-------- Given records

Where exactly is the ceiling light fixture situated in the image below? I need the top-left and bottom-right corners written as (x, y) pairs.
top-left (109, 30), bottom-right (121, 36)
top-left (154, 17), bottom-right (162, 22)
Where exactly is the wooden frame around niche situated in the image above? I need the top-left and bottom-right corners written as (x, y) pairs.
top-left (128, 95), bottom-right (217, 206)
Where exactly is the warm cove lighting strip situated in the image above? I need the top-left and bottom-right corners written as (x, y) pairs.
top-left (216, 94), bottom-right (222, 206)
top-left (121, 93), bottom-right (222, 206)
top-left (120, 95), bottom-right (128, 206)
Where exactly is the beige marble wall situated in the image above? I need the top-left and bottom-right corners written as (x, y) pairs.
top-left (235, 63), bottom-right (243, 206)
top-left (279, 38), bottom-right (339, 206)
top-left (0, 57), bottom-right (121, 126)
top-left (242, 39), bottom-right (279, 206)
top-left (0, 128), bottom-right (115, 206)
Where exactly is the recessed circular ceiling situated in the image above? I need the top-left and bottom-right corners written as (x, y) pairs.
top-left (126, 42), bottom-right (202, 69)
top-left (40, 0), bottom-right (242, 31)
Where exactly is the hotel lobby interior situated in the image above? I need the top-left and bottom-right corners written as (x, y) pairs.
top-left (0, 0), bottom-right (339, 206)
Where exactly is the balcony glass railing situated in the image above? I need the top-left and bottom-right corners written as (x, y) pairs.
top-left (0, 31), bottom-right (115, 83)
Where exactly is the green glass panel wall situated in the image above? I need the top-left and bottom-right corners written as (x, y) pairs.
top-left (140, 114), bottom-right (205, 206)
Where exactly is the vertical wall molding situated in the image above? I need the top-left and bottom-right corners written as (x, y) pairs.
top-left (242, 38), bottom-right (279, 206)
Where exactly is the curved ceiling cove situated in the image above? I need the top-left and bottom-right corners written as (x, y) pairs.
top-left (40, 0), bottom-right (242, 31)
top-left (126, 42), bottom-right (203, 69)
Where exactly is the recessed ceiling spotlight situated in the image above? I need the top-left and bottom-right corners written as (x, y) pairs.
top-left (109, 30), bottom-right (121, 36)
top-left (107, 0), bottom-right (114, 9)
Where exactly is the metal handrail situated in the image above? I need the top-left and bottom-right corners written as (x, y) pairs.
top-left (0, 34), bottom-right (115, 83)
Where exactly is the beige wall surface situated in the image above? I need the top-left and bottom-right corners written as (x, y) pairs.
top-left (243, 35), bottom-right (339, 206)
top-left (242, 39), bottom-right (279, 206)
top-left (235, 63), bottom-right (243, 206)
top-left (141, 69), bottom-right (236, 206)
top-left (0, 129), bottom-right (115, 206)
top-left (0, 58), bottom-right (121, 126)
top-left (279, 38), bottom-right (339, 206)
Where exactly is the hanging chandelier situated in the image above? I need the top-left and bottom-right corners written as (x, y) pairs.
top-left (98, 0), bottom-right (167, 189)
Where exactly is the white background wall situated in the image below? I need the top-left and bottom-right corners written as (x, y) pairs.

----------------

> _What to produce_: Reproduce the entries from their first line through the line containing "top-left (0, 0), bottom-right (339, 206)", swapping "situated" for "located" and changing nothing else. Return only those lines.

> _The answer_:
Where exactly is the ceiling light fixture located in the image below? I need the top-left and bottom-right corners written as (x, y) pairs.
top-left (109, 30), bottom-right (121, 36)
top-left (154, 17), bottom-right (162, 22)
Where exactly is the wooden frame around niche located in the image above? I need the top-left and bottom-right corners written as (x, y) pairs.
top-left (128, 95), bottom-right (217, 206)
Where exactly is the warm cove lighting strip located in the image above? I need the top-left and bottom-right corners written as (x, y) pairs.
top-left (216, 94), bottom-right (222, 206)
top-left (121, 93), bottom-right (222, 206)
top-left (120, 95), bottom-right (128, 206)
Where exactly is the beige marble wall located in the image above? I need the top-left and bottom-right corners written as (x, y) pairs.
top-left (235, 63), bottom-right (243, 206)
top-left (279, 38), bottom-right (339, 206)
top-left (0, 57), bottom-right (121, 126)
top-left (242, 39), bottom-right (279, 206)
top-left (0, 128), bottom-right (115, 206)
Where exactly is the recessed circular ceiling located in the image above? I need the top-left and bottom-right corners written as (x, y) pairs.
top-left (126, 42), bottom-right (202, 69)
top-left (40, 0), bottom-right (242, 31)
Where exactly is the hotel lobby interior located in the image above? I need the top-left and bottom-right corners written as (x, y) pairs.
top-left (0, 0), bottom-right (339, 206)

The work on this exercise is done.